___ Teks untuk Dianalisis

Covid-19 telah membayangi pemilihan ini, dengan wabah pada Agustus menunda pemungutan suara sebulan. Sejumlah besar orang telah memberikan suara mereka lebih awal, dengan para ahli mengatakan bahwa tingkat pemungutan suara awal yang tinggi kemungkinan karena ketakutan covid-19.
Pada Rabu, lebih dari 1,6 juta orang, atau 46 persen dari pemilih terdaftar, telah memberikan suara di tempat pemungutan suara di seluruh negeri, termasuk Collins dan Ardern. Dan covid-19 banyak ditampilkan dalam debat pemilihan.
Ardern menyebut partainya sebagai pemerintahan yang kuat dan stabil yang dapat menjaga keamanan orang-orang. Collins berpendapat bahwa partai pro-bisnisnya berada pada posisi yang lebih baik untuk menangani dampak ekonomi pandemi.

______
___ Informasi yang Disediakan

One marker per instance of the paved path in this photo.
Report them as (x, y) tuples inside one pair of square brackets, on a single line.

______
___ Informasi yang Disediakan

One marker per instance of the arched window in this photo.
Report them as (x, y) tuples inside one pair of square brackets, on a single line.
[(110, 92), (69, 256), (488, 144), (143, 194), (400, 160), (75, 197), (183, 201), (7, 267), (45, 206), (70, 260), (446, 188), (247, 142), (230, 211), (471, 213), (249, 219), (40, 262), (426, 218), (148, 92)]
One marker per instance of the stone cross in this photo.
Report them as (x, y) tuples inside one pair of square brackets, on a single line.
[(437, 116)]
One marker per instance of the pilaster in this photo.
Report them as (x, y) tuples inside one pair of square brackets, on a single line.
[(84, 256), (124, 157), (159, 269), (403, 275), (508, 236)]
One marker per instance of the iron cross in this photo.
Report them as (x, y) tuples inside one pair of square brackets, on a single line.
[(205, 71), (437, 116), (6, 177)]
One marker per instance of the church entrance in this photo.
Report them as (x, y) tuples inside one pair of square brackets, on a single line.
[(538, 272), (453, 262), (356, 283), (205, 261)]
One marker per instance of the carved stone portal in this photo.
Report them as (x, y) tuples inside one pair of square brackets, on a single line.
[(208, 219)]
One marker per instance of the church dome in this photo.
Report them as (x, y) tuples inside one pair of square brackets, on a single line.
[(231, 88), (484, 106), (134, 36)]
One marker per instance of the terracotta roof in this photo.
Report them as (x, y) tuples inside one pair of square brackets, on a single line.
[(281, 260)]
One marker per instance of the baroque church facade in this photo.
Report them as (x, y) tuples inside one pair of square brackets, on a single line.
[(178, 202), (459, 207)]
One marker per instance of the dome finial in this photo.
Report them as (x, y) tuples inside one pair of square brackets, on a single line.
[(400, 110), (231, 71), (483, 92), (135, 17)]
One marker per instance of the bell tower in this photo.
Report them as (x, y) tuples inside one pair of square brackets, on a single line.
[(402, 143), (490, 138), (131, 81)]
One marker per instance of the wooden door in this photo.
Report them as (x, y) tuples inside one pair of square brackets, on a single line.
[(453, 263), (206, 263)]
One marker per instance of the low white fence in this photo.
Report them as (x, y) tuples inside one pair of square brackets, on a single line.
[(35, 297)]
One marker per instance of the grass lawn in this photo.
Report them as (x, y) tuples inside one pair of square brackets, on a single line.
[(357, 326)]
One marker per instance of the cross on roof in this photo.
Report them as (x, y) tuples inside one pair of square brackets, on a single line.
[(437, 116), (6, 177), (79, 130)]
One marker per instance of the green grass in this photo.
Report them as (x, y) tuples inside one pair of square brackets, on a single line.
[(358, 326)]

______
___ Informasi yang Disediakan

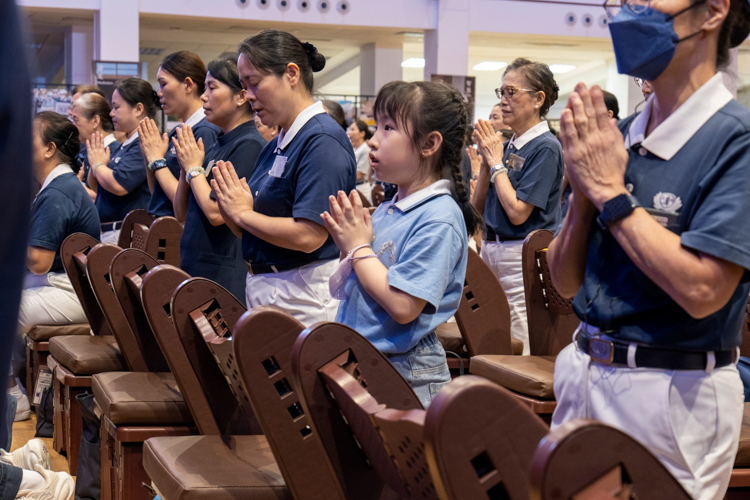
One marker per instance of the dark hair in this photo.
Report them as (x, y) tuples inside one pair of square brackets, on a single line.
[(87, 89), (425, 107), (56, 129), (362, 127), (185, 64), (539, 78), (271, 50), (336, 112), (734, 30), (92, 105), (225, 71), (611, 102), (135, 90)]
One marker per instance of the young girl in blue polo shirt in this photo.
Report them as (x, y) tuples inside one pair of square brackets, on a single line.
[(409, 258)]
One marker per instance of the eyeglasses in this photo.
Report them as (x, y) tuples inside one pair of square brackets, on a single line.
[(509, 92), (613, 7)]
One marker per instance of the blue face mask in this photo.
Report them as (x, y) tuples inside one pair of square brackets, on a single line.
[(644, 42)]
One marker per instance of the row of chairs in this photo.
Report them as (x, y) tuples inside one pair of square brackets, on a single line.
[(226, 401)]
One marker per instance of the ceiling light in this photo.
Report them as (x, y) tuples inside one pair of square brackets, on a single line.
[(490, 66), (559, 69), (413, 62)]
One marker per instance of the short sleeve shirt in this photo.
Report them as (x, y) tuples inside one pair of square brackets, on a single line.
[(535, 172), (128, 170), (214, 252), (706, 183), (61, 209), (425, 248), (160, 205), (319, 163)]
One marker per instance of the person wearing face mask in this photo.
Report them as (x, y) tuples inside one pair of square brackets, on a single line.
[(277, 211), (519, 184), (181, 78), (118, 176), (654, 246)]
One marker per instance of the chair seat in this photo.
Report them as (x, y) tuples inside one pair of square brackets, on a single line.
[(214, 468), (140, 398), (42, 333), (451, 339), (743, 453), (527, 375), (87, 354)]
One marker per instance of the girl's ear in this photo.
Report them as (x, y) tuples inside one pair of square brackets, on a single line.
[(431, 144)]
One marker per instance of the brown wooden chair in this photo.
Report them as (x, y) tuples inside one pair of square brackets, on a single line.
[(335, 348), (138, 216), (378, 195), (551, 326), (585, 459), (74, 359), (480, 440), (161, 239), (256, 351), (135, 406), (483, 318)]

______

■ **Tugas Latihan**:
a: Tentukan apakah setiap pernyataan berikut sesuai dengan teks tentang pemilihan di masa covid-19, lalu jawab ya atau tidak beserta kutipan persis kata-kata teks yang menentukan jawabannya. (i) Wabah pada Agustus membuat pemungutan suara ditunda sebulan. (ii) Pada Rabu, lebih dari separuh pemilih terdaftar telah memberikan suara. (iii) Collins berpendapat bahwa partainya lebih siap menangani dampak ekonomi pandemi.
b: Lanjutkan teks tentang pemilihan di masa covid-19 dengan beberapa kalimat yang dimulai setelah kalimat terakhirnya.

■ **Jawaban**:
a:
(i) Ya: "dengan wabah pada Agustus menunda pemungutan suara sebulan".
(ii) Tidak: "lebih dari 1,6 juta orang, atau 46 persen dari pemilih terdaftar".
(iii) Ya: "partai pro-bisnisnya berada pada posisi yang lebih baik untuk menangani dampak ekonomi pandemi".

b:
Penghancur vs kebaikan
Dalam beberapa hal, dua wanita yang bisa menjadi Perdana Menteri Selandia Baru berikutnya ini sangatlah berbeda.
Ardern telah membangun reputasi karena tidak berkecimpung dalam politik kotor dan memenangkan pujian di seluruh dunia atas tanggapan empati terhadap krisis, termasuk penembakan di masjid Christchurch tahun 2019 yang menewaskan 51 orang. Dia mantan pengikut Mormon yang menekankan kebaikan.
Collins, sementara itu, adalah seorang Kristen yang berlatih yang dikenal karena kebijakannya yang keras dan sindiran tajamnya - dan tidak asing dengan kontroversi. Dia mengundurkan diri dari perannya sebagai Menteri Kehakiman pada 2014 setelah diduga terlibat dalam kampanye untuk melemahkan direktur Kantor Penipuan Serius saat itu, tetapi kemudian dibebaskan oleh penyelidikan pemerintah.
"Saya sangat bersyukur kebenaran telah terungkap," katanya saat itu, menurut laporan Radio New Zealand.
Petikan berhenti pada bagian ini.